**Data records:**
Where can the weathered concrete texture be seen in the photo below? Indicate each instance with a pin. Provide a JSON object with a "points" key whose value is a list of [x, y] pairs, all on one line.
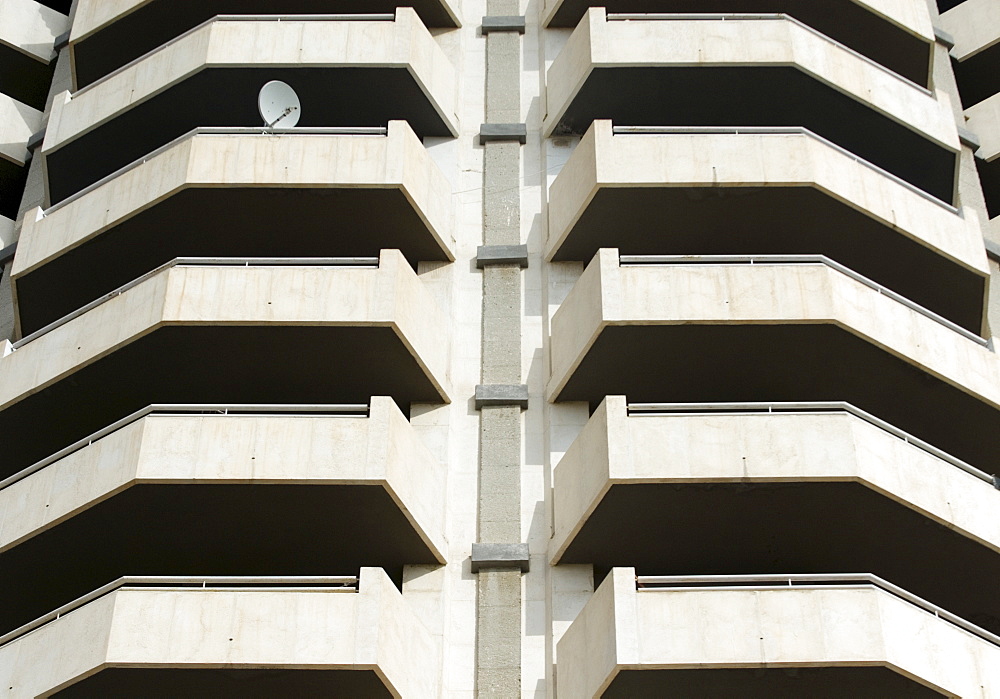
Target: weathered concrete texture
{"points": [[372, 628]]}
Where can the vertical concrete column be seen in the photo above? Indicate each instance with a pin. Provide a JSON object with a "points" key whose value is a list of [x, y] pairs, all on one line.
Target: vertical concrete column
{"points": [[498, 632]]}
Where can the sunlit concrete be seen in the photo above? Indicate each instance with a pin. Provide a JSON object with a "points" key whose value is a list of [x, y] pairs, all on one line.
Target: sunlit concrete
{"points": [[622, 628], [371, 629]]}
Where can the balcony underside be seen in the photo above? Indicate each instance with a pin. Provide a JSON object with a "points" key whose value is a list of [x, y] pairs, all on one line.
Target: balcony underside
{"points": [[759, 96], [773, 220], [227, 683], [846, 22], [797, 362], [814, 682], [227, 97], [208, 529], [154, 23], [214, 364], [236, 222]]}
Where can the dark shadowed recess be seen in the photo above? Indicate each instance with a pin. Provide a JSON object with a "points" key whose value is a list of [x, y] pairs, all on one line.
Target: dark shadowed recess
{"points": [[774, 221], [233, 223], [208, 529], [227, 97], [767, 683], [978, 76], [159, 21], [760, 96], [729, 528], [166, 683], [846, 22], [800, 362], [213, 364]]}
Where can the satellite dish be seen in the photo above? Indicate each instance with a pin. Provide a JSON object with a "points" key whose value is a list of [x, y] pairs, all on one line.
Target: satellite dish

**Task:** Rewrite everything from the line containing "Where can the dark" down to the end of the data, swapping "satellite dish" for "rooftop antenna" and leaving the rest as it is.

**The response:**
Where can the dark shadowed recess be seen in the photo above? Indicate each instance with a pin. Provide a JSON object with a "points" key whose value is a list of [x, y] pairs, all on one line.
Target: dark shadowed recess
{"points": [[774, 221], [233, 223], [208, 529], [227, 97], [767, 683], [978, 76], [159, 21], [760, 96], [729, 528], [166, 683], [846, 22], [800, 362], [213, 364]]}
Where can the rooftop antenna be seen in the photo above? Indicate each instance with a pin. Provide a JSON object with a "points" key whose value is a list of [x, y] pairs, all on one line.
Target: rooftop antenna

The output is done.